Dataset records ▸

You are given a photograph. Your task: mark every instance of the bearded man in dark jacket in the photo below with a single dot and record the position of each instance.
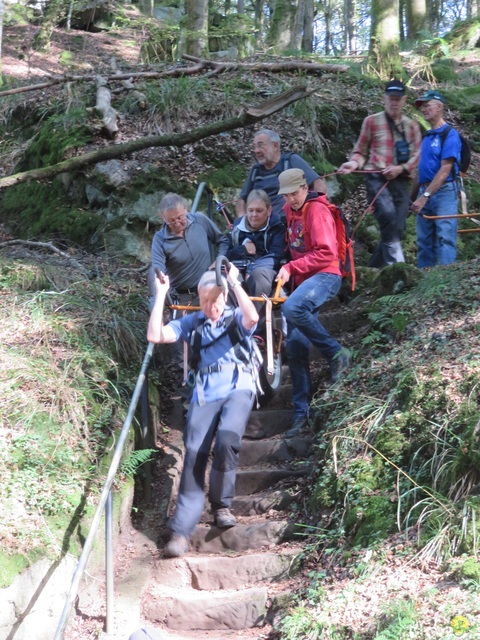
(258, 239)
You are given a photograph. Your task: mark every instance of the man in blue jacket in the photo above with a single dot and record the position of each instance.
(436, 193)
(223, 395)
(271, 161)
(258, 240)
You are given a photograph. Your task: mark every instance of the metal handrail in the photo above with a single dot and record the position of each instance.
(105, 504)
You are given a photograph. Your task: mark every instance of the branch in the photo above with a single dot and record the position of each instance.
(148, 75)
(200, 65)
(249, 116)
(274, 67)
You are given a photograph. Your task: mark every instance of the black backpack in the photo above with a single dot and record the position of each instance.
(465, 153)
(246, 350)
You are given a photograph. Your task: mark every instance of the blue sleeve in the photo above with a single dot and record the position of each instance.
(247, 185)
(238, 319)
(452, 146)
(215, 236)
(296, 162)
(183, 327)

What you have to do ▸ Reproduce the material word for word, from the line that contains "of the black" through the last line of the material.

Exercise answer ▸
You are given a photograph. Your task: mark every instance of the black backpack in the photo above with a single dot and record the position of each instance.
(465, 153)
(246, 350)
You are given a photograph. Your task: mark every instance of the blue sleeve in the photo above with a single dot and record the position of each instance.
(247, 185)
(238, 319)
(452, 146)
(215, 236)
(296, 162)
(183, 327)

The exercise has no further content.